**Instructions for the task**
Return every line of the data below that contains the word "green", copying each one unchanged.

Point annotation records
** START **
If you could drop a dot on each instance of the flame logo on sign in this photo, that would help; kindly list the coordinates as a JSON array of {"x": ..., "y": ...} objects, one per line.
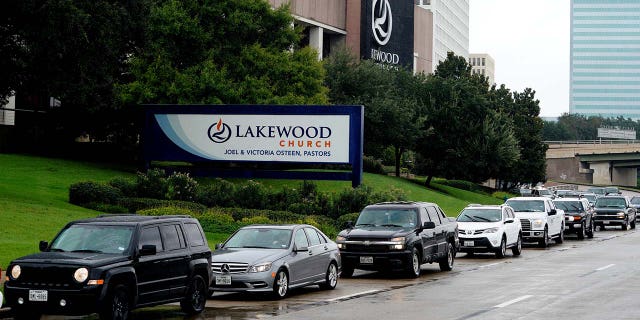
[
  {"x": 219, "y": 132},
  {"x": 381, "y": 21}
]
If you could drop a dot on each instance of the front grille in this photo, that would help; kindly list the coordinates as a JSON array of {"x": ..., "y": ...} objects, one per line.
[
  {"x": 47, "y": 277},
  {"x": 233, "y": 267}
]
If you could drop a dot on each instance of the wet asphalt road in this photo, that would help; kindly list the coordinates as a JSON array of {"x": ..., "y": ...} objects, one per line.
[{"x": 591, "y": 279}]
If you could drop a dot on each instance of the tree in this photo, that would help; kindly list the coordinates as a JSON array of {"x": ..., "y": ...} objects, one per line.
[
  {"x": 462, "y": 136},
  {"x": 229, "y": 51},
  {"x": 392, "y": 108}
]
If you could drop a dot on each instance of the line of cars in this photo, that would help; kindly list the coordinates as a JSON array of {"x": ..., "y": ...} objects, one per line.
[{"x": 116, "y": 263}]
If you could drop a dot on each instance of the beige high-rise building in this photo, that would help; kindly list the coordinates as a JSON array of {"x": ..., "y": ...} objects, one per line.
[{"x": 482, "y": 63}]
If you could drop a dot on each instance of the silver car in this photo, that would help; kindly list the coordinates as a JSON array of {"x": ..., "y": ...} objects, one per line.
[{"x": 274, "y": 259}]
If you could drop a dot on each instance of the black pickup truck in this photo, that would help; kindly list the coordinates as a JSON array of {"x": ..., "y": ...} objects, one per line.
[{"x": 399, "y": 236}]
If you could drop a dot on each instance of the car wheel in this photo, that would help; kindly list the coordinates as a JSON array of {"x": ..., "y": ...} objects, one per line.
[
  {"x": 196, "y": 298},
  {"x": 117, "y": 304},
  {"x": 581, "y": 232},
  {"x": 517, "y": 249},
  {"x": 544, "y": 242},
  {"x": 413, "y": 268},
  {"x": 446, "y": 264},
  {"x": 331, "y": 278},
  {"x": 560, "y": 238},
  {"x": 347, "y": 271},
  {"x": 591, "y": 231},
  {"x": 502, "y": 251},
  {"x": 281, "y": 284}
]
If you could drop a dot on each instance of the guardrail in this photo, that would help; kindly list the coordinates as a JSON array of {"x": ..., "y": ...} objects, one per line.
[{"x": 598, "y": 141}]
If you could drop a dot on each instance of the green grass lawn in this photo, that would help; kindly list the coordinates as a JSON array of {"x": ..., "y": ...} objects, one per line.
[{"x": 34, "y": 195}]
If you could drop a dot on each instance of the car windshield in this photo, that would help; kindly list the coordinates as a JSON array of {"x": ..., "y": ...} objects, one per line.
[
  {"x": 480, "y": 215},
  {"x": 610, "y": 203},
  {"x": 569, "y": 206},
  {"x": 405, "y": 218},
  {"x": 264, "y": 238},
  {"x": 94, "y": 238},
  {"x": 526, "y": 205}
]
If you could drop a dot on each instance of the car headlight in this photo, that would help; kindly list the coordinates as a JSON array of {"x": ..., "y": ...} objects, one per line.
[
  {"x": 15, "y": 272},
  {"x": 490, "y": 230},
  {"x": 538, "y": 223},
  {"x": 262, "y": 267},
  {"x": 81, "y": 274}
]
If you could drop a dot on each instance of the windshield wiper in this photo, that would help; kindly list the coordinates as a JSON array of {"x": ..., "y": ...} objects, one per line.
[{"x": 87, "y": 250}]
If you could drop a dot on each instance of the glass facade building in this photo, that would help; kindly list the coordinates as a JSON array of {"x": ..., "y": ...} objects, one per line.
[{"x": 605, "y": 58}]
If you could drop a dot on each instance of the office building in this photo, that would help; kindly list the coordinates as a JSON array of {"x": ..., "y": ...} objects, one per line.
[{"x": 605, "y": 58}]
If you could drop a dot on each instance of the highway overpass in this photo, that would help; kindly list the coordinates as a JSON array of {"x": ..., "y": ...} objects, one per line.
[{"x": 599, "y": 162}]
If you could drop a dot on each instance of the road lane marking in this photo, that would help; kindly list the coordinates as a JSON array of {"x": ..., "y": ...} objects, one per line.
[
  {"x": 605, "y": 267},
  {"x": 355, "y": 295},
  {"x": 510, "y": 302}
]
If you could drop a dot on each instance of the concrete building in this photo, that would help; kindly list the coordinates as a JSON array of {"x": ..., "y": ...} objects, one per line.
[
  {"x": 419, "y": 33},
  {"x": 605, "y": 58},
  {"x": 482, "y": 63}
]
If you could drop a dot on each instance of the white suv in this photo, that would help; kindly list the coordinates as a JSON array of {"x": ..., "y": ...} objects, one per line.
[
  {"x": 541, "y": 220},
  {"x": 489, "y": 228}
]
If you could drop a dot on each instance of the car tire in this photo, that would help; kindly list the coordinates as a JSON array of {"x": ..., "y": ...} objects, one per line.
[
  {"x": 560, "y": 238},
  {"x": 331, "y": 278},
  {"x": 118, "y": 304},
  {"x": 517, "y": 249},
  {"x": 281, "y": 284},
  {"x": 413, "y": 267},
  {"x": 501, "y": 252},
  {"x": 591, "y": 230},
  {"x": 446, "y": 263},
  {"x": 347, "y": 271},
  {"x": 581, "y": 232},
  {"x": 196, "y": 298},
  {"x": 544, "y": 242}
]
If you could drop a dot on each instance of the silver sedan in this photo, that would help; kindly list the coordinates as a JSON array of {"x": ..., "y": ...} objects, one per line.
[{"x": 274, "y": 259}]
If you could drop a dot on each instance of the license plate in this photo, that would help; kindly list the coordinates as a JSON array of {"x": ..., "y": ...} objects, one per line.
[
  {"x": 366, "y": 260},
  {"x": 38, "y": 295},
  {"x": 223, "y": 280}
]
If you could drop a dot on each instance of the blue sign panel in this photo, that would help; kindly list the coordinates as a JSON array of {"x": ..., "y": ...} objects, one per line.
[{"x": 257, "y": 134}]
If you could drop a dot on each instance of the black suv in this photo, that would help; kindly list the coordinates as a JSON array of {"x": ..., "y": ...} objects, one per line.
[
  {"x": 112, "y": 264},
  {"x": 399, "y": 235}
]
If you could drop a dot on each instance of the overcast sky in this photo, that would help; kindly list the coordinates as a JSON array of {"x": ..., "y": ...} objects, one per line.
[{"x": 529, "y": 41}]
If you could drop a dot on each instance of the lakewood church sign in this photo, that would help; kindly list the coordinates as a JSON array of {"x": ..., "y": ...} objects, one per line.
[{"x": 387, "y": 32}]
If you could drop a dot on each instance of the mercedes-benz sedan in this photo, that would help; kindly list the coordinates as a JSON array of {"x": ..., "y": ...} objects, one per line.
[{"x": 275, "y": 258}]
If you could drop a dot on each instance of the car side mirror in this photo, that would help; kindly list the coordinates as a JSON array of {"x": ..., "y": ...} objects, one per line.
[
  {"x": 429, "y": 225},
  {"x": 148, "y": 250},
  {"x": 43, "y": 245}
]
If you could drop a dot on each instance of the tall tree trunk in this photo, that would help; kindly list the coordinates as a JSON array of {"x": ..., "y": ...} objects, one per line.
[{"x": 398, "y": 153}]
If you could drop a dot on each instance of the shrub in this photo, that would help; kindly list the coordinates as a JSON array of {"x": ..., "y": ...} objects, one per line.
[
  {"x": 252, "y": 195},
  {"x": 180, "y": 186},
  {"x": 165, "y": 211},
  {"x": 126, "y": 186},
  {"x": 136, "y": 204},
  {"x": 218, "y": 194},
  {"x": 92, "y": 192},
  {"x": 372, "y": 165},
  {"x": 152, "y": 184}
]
** END **
** START **
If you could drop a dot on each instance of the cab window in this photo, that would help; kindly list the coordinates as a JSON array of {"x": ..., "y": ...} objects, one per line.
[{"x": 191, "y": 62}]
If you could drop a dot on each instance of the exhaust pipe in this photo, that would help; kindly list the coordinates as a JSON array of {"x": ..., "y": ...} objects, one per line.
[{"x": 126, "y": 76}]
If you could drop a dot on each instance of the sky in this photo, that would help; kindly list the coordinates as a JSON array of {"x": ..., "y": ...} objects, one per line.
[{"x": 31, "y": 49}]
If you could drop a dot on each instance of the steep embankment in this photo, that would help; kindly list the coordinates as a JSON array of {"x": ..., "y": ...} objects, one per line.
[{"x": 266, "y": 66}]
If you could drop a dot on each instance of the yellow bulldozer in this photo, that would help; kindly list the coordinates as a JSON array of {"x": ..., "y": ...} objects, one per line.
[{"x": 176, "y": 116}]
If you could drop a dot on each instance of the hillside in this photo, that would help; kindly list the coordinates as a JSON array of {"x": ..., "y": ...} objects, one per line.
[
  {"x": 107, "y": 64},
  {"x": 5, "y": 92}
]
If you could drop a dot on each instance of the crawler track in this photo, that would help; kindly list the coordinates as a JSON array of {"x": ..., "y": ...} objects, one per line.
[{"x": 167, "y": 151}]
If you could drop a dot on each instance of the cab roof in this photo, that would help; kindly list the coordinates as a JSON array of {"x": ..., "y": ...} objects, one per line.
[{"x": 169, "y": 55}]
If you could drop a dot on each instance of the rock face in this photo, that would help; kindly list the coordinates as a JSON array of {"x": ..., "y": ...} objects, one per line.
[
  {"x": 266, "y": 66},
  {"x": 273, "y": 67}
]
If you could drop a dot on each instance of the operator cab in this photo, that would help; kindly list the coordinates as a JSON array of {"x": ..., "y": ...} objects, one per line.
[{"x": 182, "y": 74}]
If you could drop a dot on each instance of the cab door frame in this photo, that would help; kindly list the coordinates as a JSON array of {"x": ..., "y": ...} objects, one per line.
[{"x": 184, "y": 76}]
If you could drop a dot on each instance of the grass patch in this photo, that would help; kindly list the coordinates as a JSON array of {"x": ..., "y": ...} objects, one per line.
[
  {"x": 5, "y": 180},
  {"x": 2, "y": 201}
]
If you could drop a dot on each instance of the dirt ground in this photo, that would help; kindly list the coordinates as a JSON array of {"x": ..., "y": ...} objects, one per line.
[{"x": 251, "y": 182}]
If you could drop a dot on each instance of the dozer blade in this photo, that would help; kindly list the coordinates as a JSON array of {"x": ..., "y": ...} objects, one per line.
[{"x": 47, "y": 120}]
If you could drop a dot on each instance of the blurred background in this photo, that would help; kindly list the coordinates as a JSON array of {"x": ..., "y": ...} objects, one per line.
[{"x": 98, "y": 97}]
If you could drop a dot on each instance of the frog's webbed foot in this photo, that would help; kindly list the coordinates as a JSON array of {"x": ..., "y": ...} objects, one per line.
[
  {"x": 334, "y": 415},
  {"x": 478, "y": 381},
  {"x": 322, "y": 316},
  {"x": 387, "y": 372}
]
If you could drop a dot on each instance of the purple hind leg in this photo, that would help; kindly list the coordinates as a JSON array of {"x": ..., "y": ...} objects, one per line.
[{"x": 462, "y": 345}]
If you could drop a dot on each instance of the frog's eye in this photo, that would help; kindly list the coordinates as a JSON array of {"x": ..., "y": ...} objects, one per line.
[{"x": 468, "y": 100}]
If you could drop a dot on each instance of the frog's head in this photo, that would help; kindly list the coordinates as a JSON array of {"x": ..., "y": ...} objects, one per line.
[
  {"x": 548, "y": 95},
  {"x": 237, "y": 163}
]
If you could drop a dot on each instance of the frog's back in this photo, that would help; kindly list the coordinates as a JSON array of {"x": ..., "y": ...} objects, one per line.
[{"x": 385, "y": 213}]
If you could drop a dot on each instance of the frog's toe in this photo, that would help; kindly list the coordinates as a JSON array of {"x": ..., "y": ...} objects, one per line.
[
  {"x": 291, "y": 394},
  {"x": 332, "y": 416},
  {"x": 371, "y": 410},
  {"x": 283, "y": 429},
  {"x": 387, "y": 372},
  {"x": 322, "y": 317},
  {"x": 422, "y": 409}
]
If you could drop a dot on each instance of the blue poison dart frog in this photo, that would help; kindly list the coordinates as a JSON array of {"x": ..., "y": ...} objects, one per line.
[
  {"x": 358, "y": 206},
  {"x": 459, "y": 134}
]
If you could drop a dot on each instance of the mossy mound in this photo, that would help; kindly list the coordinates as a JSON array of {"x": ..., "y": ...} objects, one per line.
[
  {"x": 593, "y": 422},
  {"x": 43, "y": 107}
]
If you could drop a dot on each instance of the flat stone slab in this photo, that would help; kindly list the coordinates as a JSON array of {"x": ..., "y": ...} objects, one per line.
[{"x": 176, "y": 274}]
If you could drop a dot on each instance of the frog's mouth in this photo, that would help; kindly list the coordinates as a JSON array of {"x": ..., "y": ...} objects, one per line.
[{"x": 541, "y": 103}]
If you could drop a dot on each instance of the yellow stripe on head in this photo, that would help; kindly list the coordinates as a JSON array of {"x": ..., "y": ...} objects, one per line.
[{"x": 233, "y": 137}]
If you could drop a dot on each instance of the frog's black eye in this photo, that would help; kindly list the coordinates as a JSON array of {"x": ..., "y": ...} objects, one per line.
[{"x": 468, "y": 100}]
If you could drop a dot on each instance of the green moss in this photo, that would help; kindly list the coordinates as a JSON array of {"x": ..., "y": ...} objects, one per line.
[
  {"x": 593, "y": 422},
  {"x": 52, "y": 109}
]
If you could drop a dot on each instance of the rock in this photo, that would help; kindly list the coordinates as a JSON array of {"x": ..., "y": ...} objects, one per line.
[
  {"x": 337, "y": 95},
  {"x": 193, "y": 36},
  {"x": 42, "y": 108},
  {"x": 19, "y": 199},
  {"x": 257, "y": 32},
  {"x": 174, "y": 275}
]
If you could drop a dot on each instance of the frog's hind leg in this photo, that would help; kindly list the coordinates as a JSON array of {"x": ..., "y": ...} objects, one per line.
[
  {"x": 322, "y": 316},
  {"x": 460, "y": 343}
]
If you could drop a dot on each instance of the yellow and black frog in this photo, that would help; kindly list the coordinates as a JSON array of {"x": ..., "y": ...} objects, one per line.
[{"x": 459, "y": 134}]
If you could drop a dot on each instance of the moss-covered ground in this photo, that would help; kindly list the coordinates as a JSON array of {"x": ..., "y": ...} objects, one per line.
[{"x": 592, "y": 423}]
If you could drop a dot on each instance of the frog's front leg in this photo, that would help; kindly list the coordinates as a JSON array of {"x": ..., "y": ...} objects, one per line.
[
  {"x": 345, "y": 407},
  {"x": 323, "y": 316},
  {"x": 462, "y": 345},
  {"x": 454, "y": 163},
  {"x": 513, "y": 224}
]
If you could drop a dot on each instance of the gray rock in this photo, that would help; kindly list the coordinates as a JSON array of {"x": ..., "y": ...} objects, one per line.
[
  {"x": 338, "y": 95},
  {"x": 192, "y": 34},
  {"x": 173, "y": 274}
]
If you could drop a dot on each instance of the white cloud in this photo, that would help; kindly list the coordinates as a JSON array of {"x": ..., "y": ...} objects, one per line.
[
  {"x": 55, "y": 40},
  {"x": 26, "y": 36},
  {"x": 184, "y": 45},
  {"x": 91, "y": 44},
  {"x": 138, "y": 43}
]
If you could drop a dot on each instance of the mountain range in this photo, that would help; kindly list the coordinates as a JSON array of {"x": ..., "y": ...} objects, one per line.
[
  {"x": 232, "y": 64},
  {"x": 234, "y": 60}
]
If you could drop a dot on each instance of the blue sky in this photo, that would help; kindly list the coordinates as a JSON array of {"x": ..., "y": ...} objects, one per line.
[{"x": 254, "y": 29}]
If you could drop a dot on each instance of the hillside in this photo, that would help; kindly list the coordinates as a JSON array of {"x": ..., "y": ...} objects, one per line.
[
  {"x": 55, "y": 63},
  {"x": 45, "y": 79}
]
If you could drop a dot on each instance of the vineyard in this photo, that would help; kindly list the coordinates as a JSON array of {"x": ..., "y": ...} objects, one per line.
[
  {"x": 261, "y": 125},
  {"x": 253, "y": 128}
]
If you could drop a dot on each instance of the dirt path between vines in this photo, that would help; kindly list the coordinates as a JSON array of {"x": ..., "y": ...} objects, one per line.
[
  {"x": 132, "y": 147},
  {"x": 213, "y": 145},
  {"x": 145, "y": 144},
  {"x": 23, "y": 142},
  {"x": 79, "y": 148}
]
** END **
** START **
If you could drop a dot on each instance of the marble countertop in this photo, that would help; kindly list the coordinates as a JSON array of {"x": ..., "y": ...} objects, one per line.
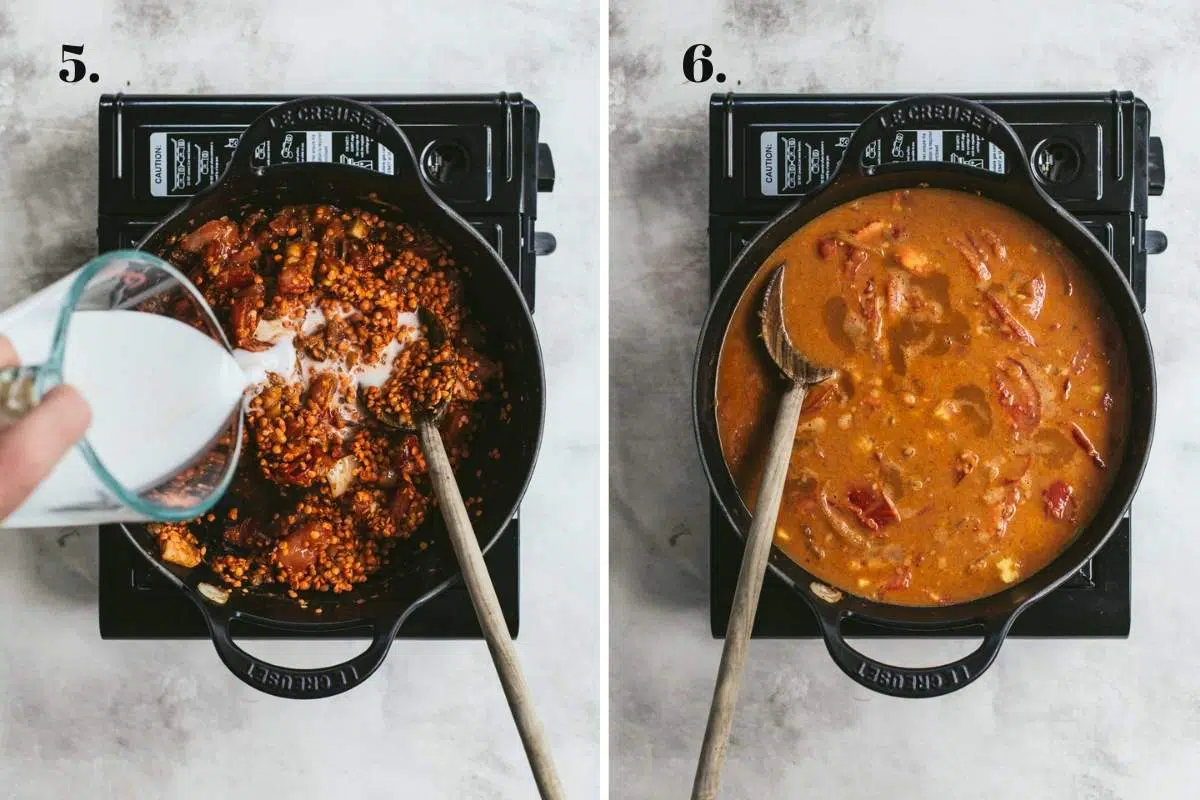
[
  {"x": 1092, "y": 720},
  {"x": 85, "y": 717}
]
** END **
**Solution to the exercise**
If you could drop a dot on each instance of the green grass lawn in this photo, that would help; kindly list the coordinates as a JSON array of {"x": ..., "y": ...} objects, one per line.
If you could drop a dot on each instance of the green moss in this photo, that would help; kindly list the coordinates as a JSON array of {"x": ..., "y": ...} objects, one per line.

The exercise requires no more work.